◆ **Document section**:
[Start of section]

Friday, September 4, 2015

Archives and Manuscripts Post Two

This morning, I read Chapter Four of Understanding Archives and Manuscripts and Theodore Schellenberg’s “Principles of Arrangement.” After completing the reading, I stopped by Temple’s Special Collections Research Center in hopes of finding some pictures for an exhibit at the Temple Medical School library that I’ve been helping create. While I didn’t find too much suitable material for the exhibit, the readings helped me to see the archival material that I examined in a new light, giving me a greater perspective on how such material is arranged.

In their respective works, Schellenberg, O’Toole, and Cox all discuss arranging material within recent accessions in relation to their greater whole, showing the context of a past project or event. This remains important in its providing of a historical trajectory and its accessibility to researchers. Such organization ensures that a scholar doesn’t have to rummage through numerous boxes of a collection for a specific aspect of an organization, but can rather find answers in one specific folder.

Today, I looked through the Planned Parenthood of Southeastern Pennsylvania records and observed a similar type of organization. Particularly, I looked through the box consisting of documentation of the group’s various outreach projects. While other boxes remained devoted to other organizational aspects, Boxes 4 and 5 focused on projects, revealing the archivist’s arrangement tactics of organizing the material in a manner conducive to scholarly research. Furthermore, inside the actual box, various folders held the records of various Planned Parenthood projects that had occurred over the course of multiple decades. These folders showcased the archival method of arranging materials in relation to one another as a part of a greater scholarly whole. For example, the folder entitled “Family Life Program,” provided information on the organization’s North Philly 1980s outreach program, but also numerous 1980s articles on the neighborhood’s post-industrial state, providing the scholar further context into the neighborhood where the project took place.


It is unclear as to whether Planned Parenthood organized these documents like this themselves, or whether the archivist had exercised “intellectual arrangement” and organized the material in a manner best suited to scholarship. Yet, either way, the material presented itself in a manner reflective of the principles of archival arrangement.

[End of section]

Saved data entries
[Start of section]

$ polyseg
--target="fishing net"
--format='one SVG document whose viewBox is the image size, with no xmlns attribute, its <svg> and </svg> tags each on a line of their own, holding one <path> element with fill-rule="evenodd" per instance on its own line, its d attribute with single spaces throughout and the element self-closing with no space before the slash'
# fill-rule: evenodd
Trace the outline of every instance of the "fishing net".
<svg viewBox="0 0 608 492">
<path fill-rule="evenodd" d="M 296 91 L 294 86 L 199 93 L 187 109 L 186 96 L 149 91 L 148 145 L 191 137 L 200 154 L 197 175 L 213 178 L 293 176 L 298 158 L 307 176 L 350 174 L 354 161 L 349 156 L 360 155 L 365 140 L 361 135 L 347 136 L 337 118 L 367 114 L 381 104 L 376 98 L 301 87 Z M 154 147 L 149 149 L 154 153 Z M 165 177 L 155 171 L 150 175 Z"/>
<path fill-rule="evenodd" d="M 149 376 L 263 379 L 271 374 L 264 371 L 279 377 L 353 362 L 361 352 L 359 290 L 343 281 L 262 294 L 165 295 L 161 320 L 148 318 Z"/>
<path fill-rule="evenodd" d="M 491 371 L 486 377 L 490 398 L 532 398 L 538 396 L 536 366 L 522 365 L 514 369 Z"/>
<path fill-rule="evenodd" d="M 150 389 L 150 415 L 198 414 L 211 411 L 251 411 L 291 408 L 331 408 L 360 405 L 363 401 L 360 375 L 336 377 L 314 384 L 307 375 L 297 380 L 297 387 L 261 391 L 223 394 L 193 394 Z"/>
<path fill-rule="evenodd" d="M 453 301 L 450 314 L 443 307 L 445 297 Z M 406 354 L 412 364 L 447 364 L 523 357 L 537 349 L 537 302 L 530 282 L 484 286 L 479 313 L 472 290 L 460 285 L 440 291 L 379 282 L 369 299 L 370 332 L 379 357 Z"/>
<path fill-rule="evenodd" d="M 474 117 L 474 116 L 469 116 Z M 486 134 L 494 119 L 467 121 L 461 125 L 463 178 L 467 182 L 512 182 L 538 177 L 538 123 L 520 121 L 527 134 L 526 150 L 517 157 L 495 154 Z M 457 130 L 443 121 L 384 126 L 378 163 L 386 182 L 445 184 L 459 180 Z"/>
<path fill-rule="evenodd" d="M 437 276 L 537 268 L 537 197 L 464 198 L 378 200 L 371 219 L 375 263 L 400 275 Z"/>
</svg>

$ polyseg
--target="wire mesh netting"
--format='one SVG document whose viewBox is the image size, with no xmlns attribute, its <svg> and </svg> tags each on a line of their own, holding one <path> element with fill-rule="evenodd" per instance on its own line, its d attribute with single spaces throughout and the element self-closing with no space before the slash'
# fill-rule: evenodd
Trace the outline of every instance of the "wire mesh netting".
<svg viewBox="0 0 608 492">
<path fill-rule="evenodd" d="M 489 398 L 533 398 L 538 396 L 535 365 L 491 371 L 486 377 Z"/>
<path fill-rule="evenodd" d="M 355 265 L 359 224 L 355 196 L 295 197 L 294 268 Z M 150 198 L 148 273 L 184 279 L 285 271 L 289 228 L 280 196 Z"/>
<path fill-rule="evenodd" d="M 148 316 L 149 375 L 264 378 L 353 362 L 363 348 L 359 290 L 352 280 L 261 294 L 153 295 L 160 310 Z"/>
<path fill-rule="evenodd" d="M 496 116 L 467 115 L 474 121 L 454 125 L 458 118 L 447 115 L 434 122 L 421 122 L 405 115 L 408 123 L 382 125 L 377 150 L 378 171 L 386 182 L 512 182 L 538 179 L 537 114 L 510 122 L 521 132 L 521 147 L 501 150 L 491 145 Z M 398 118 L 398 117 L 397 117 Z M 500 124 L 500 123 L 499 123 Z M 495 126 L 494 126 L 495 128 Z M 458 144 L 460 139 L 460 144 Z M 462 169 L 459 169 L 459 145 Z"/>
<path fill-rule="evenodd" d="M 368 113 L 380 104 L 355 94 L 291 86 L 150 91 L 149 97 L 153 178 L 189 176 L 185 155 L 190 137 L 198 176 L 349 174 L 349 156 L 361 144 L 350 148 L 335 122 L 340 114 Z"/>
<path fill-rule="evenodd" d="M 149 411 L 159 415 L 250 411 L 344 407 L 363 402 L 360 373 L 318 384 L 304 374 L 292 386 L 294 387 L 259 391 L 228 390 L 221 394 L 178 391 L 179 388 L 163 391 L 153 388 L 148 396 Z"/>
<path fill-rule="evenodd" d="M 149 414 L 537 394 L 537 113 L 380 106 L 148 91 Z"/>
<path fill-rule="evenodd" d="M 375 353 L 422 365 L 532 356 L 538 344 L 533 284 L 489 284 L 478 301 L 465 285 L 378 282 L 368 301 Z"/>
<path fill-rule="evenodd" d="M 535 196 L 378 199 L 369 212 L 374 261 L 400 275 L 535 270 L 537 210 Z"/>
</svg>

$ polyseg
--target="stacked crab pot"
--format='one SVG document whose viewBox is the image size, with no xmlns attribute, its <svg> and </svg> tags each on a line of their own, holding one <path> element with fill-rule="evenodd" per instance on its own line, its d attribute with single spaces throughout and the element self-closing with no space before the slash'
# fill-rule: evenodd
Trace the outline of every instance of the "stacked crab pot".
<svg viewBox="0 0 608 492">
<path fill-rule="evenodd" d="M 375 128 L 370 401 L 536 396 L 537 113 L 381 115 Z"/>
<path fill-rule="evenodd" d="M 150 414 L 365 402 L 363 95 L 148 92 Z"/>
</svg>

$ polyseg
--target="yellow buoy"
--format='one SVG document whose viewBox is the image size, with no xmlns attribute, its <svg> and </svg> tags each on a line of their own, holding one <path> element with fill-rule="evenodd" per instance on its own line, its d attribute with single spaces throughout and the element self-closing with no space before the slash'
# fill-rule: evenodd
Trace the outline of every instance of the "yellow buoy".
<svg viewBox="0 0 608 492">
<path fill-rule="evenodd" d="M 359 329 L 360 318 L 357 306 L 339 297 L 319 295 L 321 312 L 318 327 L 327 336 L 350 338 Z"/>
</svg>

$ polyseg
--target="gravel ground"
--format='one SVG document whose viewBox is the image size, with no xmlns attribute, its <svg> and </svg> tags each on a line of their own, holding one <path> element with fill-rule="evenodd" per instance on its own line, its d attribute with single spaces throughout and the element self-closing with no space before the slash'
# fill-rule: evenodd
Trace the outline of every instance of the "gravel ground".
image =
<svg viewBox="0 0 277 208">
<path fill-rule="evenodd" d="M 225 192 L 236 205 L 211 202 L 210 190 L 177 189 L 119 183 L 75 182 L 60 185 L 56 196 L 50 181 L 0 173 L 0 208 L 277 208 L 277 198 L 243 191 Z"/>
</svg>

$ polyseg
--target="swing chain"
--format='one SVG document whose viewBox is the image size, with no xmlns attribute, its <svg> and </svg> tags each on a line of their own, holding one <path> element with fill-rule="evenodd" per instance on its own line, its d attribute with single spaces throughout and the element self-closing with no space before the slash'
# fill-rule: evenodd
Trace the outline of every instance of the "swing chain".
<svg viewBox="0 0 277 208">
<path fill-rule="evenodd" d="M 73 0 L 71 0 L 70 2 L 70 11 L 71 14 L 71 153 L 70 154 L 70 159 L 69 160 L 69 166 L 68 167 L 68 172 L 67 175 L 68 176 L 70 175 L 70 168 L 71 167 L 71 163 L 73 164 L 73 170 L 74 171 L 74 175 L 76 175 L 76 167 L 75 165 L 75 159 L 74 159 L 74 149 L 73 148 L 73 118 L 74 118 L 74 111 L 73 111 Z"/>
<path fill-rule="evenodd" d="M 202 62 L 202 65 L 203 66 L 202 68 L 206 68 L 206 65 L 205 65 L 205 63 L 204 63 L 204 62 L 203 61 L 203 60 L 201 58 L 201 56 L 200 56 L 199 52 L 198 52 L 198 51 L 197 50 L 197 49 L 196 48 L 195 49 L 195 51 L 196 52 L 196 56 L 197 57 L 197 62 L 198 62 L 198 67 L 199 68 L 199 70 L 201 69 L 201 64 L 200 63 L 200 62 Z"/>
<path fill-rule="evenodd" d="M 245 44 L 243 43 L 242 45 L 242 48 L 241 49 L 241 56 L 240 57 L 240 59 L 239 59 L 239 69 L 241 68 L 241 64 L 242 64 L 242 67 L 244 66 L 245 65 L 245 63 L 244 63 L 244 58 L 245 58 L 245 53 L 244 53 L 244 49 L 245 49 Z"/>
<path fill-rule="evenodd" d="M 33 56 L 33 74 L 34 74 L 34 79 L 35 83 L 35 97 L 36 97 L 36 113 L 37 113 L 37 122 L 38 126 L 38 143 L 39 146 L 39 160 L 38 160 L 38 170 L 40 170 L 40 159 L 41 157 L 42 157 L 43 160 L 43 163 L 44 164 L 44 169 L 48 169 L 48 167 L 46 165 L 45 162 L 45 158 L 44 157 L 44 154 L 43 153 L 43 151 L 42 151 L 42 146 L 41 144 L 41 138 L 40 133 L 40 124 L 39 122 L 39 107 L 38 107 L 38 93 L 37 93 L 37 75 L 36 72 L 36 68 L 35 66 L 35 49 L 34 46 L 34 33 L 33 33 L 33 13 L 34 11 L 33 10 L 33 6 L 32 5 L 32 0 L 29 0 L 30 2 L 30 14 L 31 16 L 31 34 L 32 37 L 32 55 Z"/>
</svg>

[End of section]

◆ **What to work on**:
**A)** From the blog post on archival arrangement, return the passage starting at "It is unclear" and ending at "of archival arrangement.".
**B)** Answer these questions from the blog post on archival arrangement.
(i) Which chapter of Understanding Archives and Manuscripts was read that morning?
(ii) Which boxes of the Planned Parenthood of Southeastern Pennsylvania records focused on projects?
(iii) In what decade did the outreach program described in the "Family Life Program" folder take place?

◆ **Results for each task**:
**A)**
It is unclear as to whether Planned Parenthood organized these documents like this themselves, or whether the archivist had exercised “intellectual arrangement” and organized the material in a manner best suited to scholarship. Yet, either way, the material presented itself in a manner reflective of the principles of archival arrangement.

**B)**
(i) Chapter Four
(ii) Boxes 4 and 5
(iii) The 1980s